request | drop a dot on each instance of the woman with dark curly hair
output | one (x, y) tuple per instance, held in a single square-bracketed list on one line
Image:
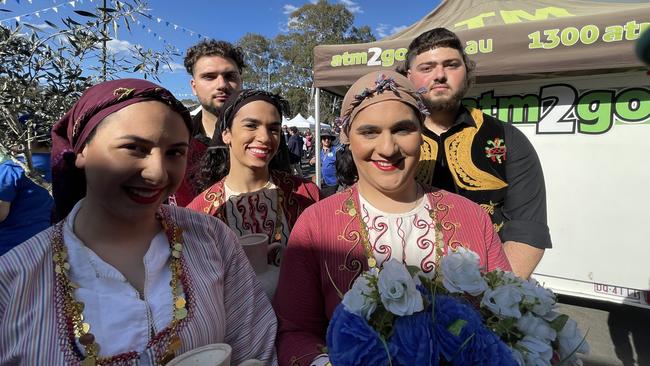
[(246, 171)]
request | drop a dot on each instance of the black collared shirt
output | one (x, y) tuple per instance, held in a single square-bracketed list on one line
[(442, 175)]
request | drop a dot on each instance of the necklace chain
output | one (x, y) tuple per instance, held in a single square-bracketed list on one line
[(354, 211), (73, 309)]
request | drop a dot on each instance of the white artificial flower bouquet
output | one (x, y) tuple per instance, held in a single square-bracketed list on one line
[(454, 315)]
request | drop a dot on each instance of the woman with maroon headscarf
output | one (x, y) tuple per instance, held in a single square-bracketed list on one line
[(123, 279)]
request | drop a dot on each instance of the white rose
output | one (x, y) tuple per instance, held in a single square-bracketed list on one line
[(538, 352), (518, 357), (503, 300), (460, 272), (509, 277), (541, 299), (571, 340), (531, 325), (397, 289), (358, 299)]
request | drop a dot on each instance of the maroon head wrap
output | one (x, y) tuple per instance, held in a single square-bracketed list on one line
[(71, 133)]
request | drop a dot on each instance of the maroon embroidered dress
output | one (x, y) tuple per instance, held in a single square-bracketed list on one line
[(326, 253), (257, 212)]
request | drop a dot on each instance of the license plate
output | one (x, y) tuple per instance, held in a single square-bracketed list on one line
[(628, 293)]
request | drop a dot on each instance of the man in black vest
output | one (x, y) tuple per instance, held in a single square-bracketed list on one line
[(475, 155)]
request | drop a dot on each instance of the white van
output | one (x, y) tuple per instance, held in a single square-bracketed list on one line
[(592, 135)]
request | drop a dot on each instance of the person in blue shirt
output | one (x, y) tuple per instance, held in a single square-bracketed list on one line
[(25, 207), (329, 183)]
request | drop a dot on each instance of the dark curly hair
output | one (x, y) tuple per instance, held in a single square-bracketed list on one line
[(432, 39), (213, 48), (346, 170), (215, 164)]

----

## Aim of the exercise
Wherever a line in the entries above holds "shirt", copy that line.

## Reply
request | drop a dot on each instance of the black collared shirt
request | drop a dot on each instance of the person in blue shirt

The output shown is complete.